→ Tâches à réaliser
a) Répondez à ces questions sur l'extrait consacré à la liberté religieuse en Chine :
(i) Quels sont les deux aspects qui manquent à de nombreux rapports ?
(ii) À quel moment la catégorie juridique des xie jiao a-t-elle été créée ?
(iii) En quelle année le christianisme a-t-il été classé comme xie jiao ?
b) Recopiez fidèlement le passage de l'extrait sur la liberté religieuse en Chine qui va de « Une enquête sur » à « utilisé différentes stratégies. ».

Une enquête sur la liberté religieuse sous le régime du PCC nous amène à la conclusion qu’il n’existe pas de liberté religieuse en Chine communiste, bien que les efforts du régime pour éradiquer la religion aient traversé différentes étapes et utilisé différentes stratégies.
par Massimo Introvigne
Index : La Chine impériale–La Chine républicaine–Les débuts de la période maoïste en Chine–La révolution culturelle–La période de Deng Xiaoping–La période de Xi Jinping
Des rapports sur la liberté religieuse en Chine sont publiés tous les mois ou presque. Et avec les meilleures intentions : ceux qui écrivent ces rapports ont vraiment le souci de la liberté religieuse. Plusieurs rapports posent toutefois problème, ou en tout cas, il y a matière à amélioration. On y trouve des informations précieuses et des situations individuelles, mais ces rapports passent à côté de deux aspects qui aident à prendre du recul. Il y a tout d’abord l’idéologie : quel est l’objectif général du PCC et de la politique actuelle de Xi Jinping envers la religion ? Il y a ensuite le cadre juridique. En général, les églises de maison sont par exemple souvent mises dans le même panier que les mouvements religieux qui font partie de la liste des xie jiao alors que la situation juridique des églises de maison qui ne sont pas sur la liste est très différente.
La Chine impériale
Lorsqu’on dresse le bilan de la liberté religieuse en Chine, il est important de noter que celle-ci n’a jamais existé dans ce pays. Dans la Chine impériale, le fait de décider quelles religions seraient favorisées, tolérées ou persécutées était une prérogative de l’empereur. Entre le Ve et le Xe siècle de notre ère, il y a eu en tout pas moins de quatre tentatives d’éradication du bouddhisme en Chine. À la fin de l’ère Ming, la catégorie juridique des xie jiao a été créée pour qualifier les « enseignements hétérodoxes » qui apparaissaient ainsi sur les décrets impériaux et qui étaient durement persécutés (ce qui signifiait souvent la mort pour leurs dirigeants ainsi que pour un grand nombre de leurs fidèles). L’empereur décidait quels groupes étaient des xie jiao au gré de ses inclinations théologiques et de considérations politiques. Le christianisme dans son ensemble a été classé comme xie jiao en 1725 et durement persécuté, même si sa situation a évolué au XIXe siècle sous la pression militaire occidentale. Les empereurs se méfiaient en général des nouveaux mouvements religieux (dont certains ont réellement tenté de renverser le gouvernement en s’appuyant sur des utopies ancestrales) et les classaient le plus souvent comme xie jiao. Dans le doute, ils appréhendaient ces mouvements comme des variantes de la « Secte du lotus blanc », bien que des experts contemporains aient apporté la preuve que cette classification était plutôt arbitraire et sans lien aucun avec la véritable Secte du lotus blanc, un mouvement qui a sévi au Moyen- ge et qu’on a ensuite confondu avec d’autres.

→ Données brutes
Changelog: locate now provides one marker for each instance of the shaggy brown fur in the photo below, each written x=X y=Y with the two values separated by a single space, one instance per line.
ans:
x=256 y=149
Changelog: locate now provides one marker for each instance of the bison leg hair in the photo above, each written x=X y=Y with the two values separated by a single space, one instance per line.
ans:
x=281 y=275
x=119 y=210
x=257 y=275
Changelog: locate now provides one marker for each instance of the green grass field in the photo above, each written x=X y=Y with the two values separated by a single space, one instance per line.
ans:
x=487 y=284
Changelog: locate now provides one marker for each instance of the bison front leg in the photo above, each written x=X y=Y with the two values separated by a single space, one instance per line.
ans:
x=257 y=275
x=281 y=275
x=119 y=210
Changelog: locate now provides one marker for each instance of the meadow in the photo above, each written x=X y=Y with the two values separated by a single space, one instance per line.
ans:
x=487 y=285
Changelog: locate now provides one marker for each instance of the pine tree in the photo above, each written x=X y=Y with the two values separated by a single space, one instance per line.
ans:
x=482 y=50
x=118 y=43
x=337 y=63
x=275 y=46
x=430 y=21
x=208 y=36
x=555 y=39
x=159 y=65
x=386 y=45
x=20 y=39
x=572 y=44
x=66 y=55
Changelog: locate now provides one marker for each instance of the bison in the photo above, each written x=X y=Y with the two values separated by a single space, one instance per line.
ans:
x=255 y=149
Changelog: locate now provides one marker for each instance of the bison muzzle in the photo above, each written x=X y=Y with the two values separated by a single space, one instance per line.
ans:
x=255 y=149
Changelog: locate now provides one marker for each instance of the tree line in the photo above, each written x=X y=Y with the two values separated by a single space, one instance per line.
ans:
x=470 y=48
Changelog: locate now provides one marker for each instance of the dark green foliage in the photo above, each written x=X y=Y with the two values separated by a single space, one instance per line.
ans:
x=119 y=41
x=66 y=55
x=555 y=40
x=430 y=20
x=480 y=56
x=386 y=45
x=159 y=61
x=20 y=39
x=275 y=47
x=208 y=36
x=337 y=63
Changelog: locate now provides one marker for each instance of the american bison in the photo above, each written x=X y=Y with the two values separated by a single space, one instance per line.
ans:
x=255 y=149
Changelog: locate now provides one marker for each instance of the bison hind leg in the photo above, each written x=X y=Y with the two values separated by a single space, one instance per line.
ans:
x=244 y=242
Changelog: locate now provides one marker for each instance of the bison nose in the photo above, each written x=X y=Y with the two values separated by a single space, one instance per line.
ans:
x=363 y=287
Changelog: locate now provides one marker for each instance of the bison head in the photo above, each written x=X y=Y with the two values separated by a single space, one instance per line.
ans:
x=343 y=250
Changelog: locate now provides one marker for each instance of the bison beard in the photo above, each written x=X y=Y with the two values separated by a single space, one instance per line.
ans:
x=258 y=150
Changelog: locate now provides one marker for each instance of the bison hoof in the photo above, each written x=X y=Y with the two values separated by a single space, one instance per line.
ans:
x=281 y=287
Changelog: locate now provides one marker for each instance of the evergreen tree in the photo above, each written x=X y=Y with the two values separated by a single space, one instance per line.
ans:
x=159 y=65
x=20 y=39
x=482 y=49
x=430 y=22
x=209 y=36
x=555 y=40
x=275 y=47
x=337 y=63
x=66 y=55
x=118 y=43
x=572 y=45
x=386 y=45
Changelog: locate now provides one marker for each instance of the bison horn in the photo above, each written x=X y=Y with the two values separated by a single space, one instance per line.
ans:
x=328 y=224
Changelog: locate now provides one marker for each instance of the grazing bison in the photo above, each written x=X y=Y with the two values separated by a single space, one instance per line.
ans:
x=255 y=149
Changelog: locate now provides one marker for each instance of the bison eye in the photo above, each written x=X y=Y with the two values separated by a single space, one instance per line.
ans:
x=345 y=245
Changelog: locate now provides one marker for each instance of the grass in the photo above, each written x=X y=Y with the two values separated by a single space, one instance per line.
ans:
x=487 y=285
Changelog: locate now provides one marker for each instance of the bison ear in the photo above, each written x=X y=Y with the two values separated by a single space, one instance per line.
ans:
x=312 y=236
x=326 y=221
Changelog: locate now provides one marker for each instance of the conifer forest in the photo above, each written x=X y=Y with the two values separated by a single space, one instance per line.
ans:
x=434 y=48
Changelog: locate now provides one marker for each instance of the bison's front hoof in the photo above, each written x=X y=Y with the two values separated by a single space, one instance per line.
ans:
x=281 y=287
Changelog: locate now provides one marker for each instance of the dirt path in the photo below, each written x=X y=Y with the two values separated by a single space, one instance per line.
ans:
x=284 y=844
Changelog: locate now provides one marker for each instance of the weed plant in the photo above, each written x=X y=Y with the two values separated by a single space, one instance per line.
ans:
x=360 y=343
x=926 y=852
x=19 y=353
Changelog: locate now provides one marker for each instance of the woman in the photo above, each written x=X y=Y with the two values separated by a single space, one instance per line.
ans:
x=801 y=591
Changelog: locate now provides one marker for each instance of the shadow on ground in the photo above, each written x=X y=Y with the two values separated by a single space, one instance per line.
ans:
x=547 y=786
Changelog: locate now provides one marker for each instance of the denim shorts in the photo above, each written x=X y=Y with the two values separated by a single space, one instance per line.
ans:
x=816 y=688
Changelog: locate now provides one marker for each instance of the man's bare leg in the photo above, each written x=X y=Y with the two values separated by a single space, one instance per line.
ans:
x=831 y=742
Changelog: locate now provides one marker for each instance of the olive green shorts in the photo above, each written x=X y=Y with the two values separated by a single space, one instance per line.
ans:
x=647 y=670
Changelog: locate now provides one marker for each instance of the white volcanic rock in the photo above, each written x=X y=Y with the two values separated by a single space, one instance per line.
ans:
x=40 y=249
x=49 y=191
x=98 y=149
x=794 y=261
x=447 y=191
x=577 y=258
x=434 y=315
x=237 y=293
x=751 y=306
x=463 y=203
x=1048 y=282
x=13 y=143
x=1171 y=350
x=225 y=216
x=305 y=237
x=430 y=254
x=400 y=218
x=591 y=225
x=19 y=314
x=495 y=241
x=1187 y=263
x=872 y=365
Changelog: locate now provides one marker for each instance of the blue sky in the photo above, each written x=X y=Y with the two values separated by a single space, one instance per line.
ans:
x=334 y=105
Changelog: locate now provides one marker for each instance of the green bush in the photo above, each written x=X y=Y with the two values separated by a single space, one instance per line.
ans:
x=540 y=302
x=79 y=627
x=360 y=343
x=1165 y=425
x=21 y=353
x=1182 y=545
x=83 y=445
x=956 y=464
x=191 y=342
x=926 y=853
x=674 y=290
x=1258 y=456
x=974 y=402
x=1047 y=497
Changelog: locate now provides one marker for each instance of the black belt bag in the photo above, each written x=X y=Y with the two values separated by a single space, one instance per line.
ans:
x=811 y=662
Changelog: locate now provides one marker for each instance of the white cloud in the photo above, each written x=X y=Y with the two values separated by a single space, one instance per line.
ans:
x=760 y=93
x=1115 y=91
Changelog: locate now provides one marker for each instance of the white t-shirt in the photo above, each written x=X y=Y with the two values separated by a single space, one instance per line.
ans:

→ Solutions ci-dessous
a)
(i) L'idéologie et le cadre juridique.
(ii) À la fin de l'ère Ming.
(iii) En 1725.

b)
Une enquête sur la liberté religieuse sous le régime du PCC nous amène à la conclusion qu’il n’existe pas de liberté religieuse en Chine communiste, bien que les efforts du régime pour éradiquer la religion aient traversé différentes étapes et utilisé différentes stratégies.